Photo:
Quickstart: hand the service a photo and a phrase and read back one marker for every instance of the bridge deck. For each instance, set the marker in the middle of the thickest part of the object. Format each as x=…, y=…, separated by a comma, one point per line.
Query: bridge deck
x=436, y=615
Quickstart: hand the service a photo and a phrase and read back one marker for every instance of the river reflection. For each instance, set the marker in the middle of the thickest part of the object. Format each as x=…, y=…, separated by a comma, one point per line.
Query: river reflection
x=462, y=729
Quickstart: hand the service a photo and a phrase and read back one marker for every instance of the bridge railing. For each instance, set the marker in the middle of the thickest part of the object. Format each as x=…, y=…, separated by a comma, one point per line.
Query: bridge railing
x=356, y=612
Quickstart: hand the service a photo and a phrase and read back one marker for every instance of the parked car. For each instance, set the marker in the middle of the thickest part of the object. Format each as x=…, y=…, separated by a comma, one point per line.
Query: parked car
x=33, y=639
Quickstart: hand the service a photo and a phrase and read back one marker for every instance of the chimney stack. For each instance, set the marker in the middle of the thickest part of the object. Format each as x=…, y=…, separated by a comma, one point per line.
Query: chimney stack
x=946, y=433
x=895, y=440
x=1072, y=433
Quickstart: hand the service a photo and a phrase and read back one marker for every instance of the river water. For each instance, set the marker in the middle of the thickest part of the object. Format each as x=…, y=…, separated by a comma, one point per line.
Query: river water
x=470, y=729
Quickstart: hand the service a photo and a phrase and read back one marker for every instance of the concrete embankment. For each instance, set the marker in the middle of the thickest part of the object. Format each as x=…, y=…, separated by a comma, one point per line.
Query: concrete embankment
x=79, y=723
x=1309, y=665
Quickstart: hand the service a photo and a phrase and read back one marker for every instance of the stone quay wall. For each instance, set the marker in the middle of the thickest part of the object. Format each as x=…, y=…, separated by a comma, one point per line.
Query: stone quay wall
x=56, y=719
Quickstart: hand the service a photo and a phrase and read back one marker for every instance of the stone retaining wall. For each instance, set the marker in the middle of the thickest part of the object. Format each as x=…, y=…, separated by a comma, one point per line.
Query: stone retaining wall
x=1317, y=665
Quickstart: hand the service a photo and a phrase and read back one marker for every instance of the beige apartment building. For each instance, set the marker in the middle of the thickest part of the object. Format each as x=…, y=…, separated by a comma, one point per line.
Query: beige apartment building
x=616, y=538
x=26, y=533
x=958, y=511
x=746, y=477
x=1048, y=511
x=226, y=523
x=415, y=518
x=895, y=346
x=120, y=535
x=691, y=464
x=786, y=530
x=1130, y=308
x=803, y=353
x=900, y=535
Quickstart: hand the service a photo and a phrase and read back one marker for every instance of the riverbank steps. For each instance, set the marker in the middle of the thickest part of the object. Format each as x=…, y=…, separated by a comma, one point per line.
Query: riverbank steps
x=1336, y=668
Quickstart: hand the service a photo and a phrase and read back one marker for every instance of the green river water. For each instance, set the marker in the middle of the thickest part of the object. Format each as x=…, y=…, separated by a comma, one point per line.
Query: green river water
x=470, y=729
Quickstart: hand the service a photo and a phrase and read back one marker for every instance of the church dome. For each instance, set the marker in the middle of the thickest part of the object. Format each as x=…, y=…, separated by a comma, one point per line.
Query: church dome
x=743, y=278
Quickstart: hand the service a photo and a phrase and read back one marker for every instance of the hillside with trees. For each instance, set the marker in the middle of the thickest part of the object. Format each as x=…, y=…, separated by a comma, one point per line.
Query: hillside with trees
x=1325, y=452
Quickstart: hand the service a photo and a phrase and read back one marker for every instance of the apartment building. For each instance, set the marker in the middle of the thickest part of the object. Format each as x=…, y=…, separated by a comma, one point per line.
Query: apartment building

::::::::

→ **PROBLEM DESCRIPTION**:
Recast every line of the rows above as a JSON list of strings, one string per line, and leave out any blank lines.

→ **WRITTEN ANSWER**:
[
  "Photo:",
  "Quickstart: hand the service a photo and a phrase and read back one marker for every instance of the bridge deck. For each instance, set the marker in the middle of the thickest part of the object. Format each as x=…, y=…, separated by a comma, one point per line.",
  "Query: bridge deck",
  "x=436, y=615",
  "Quickstart: hand the service a photo and a phrase and read back one marker for every instance of the river reflection. For each instance, set the marker in the middle of the thickest part of the object. Format each as x=…, y=…, separated by a comma, one point per line.",
  "Query: river reflection",
  "x=462, y=729",
  "Quickstart: hand the service a photo and a phrase and read back one marker for every instance of the bridge railing. For each instance, set the marker in the middle of the thickest part of the object. Format each as x=…, y=…, separated by a comma, one point per line.",
  "Query: bridge railing",
  "x=356, y=612",
  "Quickstart: hand the service a photo and a phrase and read back one marker for every instance of the parked car. For each instance, set the marker in the middle of the thickest part of the object. Format each as x=…, y=…, separated by a comma, one point per line.",
  "Query: parked car",
  "x=33, y=639",
  "Quickstart: hand the service a photo and a phrase and read back one marker for every instance of the chimney stack. For each instance, set the marker in the middle of the thickest part of the object. Format each as x=…, y=…, separated by a comma, one point per line.",
  "Query: chimney stack",
  "x=946, y=433",
  "x=895, y=440",
  "x=1072, y=433",
  "Quickstart: hand the service a photo and a phrase and read back one marker for every instance of the river water. For each instance, set the marker in the middle of the thickest part of the object. Format each as x=…, y=…, separated by a comma, one point per line.",
  "Query: river water",
  "x=470, y=729",
  "Quickstart: hand the service a photo and a phrase and read back one marker for every instance of the concrete embankment. For each instance, set the marker in the middle of the thickest part of the object. Format each as x=…, y=…, separated by a comma, one point per line.",
  "Query: concrete embankment",
  "x=79, y=723",
  "x=1309, y=665",
  "Quickstart: hand the service a photo and a phrase and read back one marker for every instance of the stone quay wall. For each instance, set the marker in the middle of the thickest part of the object. Format each as x=…, y=…, separated by a comma, one point per line.",
  "Query: stone quay wall",
  "x=56, y=719",
  "Quickstart: hand the service a photo and a phrase and read back one marker for every instance of the stone retaining wall. For each instance, set the marker in the middle of the thickest part of the object. Format each as x=…, y=…, separated by a comma, one point per line.",
  "Query: stone retaining wall",
  "x=1317, y=665",
  "Quickstart: hand the service a photo and a phrase and read back one marker for every instance of the beige apartment building. For each instance, set the marker in the middle of the thickest part of the object. Format each as x=…, y=…, separated by a comma, one point per line.",
  "Query: beige apartment building",
  "x=616, y=538",
  "x=26, y=533",
  "x=958, y=511",
  "x=746, y=477",
  "x=1048, y=511",
  "x=226, y=523",
  "x=415, y=518",
  "x=895, y=346",
  "x=120, y=535",
  "x=691, y=464",
  "x=786, y=530",
  "x=1130, y=308",
  "x=803, y=353",
  "x=900, y=535",
  "Quickstart: hand the service a photo and a phrase and read back one marker for every instance of the riverbank steps. For each instance, set the marker in the middle of the thickest part of the object. Format each as x=…, y=…, separated by a comma, one point per line.",
  "Query: riverbank steps",
  "x=1336, y=668",
  "Quickstart: hand the service a photo and a phrase and read back one marker for every instance of the green river water. For each instance, set the marker in the middle of the thickest part of the object. Format each as x=…, y=…, separated by a comma, one point per line.",
  "Query: green river water",
  "x=470, y=729",
  "Quickstart: hand the service a photo and a phrase and read back one marker for every instance of the church dome. For each instance, set the marker in the middle of the thickest part of the object. Format each as x=…, y=…, separated by a comma, one point per line.",
  "Query: church dome",
  "x=743, y=278",
  "Quickstart: hand the service a photo and a phrase and read back one marker for every instance of the hillside with trees. For each instance, set the marker in the middle of the thickest part of the object. Format each as x=…, y=…, separated by a comma, one point per line.",
  "Query: hillside with trees",
  "x=1325, y=452",
  "Quickstart: hand the service a photo and a phrase and read back one marker for every instance of the apartment building. For each instance, set the marker in the middle of the thickest part of the object. Format each as x=…, y=…, separated by a comma, one point per line.",
  "Query: apartment building"
]